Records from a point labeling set
● ● ●
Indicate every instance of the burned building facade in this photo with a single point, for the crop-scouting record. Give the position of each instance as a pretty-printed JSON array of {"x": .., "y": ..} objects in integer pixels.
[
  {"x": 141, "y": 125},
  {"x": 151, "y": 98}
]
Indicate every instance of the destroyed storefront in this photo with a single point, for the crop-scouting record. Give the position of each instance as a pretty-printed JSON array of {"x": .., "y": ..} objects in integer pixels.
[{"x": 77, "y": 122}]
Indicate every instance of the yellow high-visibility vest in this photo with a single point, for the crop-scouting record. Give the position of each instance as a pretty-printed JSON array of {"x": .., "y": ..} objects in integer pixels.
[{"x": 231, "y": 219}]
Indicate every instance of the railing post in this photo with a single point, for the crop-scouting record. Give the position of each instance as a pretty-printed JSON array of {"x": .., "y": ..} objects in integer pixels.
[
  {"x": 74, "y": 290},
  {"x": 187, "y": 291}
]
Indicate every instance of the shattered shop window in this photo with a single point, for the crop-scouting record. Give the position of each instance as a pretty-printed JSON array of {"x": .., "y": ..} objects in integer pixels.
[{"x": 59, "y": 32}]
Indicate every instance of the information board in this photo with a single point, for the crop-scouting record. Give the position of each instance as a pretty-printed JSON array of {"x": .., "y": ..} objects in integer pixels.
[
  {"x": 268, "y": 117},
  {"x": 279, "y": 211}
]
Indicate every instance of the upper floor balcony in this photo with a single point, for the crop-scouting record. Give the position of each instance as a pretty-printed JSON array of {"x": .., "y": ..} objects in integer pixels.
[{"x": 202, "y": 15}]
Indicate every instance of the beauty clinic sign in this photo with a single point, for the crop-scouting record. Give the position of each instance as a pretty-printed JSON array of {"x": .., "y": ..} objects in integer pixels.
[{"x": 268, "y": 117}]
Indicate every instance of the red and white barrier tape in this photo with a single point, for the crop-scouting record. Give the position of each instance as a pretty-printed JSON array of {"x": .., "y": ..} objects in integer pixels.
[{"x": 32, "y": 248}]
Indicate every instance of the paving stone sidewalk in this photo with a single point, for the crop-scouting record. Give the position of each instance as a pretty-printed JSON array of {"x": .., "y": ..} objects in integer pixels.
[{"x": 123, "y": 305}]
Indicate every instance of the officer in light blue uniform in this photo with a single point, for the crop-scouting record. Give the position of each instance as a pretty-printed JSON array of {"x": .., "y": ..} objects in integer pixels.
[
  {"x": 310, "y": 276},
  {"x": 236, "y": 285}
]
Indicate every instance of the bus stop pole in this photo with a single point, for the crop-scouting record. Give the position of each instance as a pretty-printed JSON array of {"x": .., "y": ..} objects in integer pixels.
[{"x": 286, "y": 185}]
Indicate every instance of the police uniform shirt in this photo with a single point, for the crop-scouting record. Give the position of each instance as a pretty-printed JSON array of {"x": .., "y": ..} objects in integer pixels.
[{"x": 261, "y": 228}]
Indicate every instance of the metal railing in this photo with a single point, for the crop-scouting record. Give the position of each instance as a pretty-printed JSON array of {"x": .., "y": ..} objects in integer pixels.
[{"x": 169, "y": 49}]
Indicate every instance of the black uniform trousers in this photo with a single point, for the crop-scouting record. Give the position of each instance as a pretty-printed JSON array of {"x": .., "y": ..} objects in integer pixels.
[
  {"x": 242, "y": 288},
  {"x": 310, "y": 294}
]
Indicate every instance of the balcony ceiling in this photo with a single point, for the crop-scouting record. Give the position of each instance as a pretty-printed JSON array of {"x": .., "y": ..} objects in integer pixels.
● ● ●
▶ THE REQUEST: Give the listing again, word for word.

▶ RESPONSE BELOW:
Indicate every instance of the burned building facade in this photo with a single point, for the crop-scouting record. Give the position of each instance as a pretty-printed JSON array of {"x": .., "y": ..} objects in integer pixels.
[
  {"x": 141, "y": 125},
  {"x": 151, "y": 98}
]
Indicate every instance of the destroyed storefront in this photo with a single point, for the crop-scouting record. Give the position of each instance as a pretty-printed JSON array of {"x": .., "y": ..} objects in integer pixels.
[{"x": 77, "y": 122}]
Indicate every instance of the yellow high-visibility vest in this photo with a single point, for the crop-scouting record. Give the position of each instance as a pretty-printed JSON array of {"x": .., "y": ..} objects in integer pixels.
[{"x": 231, "y": 219}]
Indicate every instance of the railing post in this photo with a single point, for the crop-scouting record. Give the position of each instance as a pretty-printed JSON array of {"x": .., "y": ..} objects in integer pixels.
[
  {"x": 74, "y": 290},
  {"x": 187, "y": 291}
]
Indicate every instance of the shattered shop window in this photo with a single point, for the crop-scouting record. Give the position of each instance as a pretty-printed JSON array of {"x": .., "y": ..} objects in integer pixels.
[{"x": 59, "y": 32}]
Indicate every instance of the information board in this photo with a single point, for the crop-scouting record. Give the position of each instance as a pretty-printed JSON array of {"x": .., "y": ..} objects in integer pixels.
[
  {"x": 268, "y": 117},
  {"x": 279, "y": 211}
]
Indicate every instance of the upper floor balcony in this photo with a single point, for the crop-scouting record. Give the position of each instance as a pretty-printed JSON array of {"x": .., "y": ..} objects in integer pixels.
[{"x": 202, "y": 15}]
Indicate every instance of the beauty clinic sign in this photo with a single point, for the crop-scouting record. Give the position of each instance as a pretty-printed JSON array of {"x": .., "y": ..} objects in integer pixels.
[{"x": 268, "y": 117}]
Indicate every instance of the red and white barrier tape in this photo with a single point, for the crop-scouting record. Give the position of each instance as a pretty-printed JSON array of {"x": .., "y": ..} objects in integer pixels.
[{"x": 32, "y": 248}]
Indicate every instance of the paving stone sidewalk in this photo with a single point, for the crop-scouting record. Give the position of each instance as a pretty-printed JSON array of {"x": .., "y": ..} objects in integer pixels.
[{"x": 123, "y": 305}]
Indicate every instance of the officer in light blue uniform in this photo with a single point, for the crop-scouting record. Give the position of each instance as a pretty-printed JSON array of {"x": .., "y": ..} objects in integer pixels.
[
  {"x": 310, "y": 276},
  {"x": 236, "y": 285}
]
Indicate every instance of the bus stop pole in this photo with a single point, for the crop-scouting record. Give the position of each instance as a pretty-printed JSON array of {"x": .., "y": ..} objects in integer pixels.
[{"x": 286, "y": 185}]
Indicate every instance of the police uniform shirt in this photo with a single point, for the crop-scouting record. Give the position of each instance as a pretty-printed JSON array of {"x": .., "y": ..} objects in integer pixels.
[{"x": 261, "y": 228}]
Indicate every instance of the metal railing in this photo with a single point, for the crop-scouting record. Give the position of each instance as a pretty-printed JSON array of {"x": .., "y": ..} objects in integer pixels.
[{"x": 169, "y": 49}]
Indicate every instance of the black uniform trousers in this photo with a single point, for the crop-scouting record. Give the position of each instance as a pretty-printed JSON array of {"x": .., "y": ..} objects in integer pixels.
[
  {"x": 242, "y": 288},
  {"x": 310, "y": 294}
]
Indicate every instance of the balcony ceiling in this photo with a single point, for the crop-scouting record. Give the position of each instance as a pretty-printed JSON array of {"x": .., "y": ..} objects in integer pixels.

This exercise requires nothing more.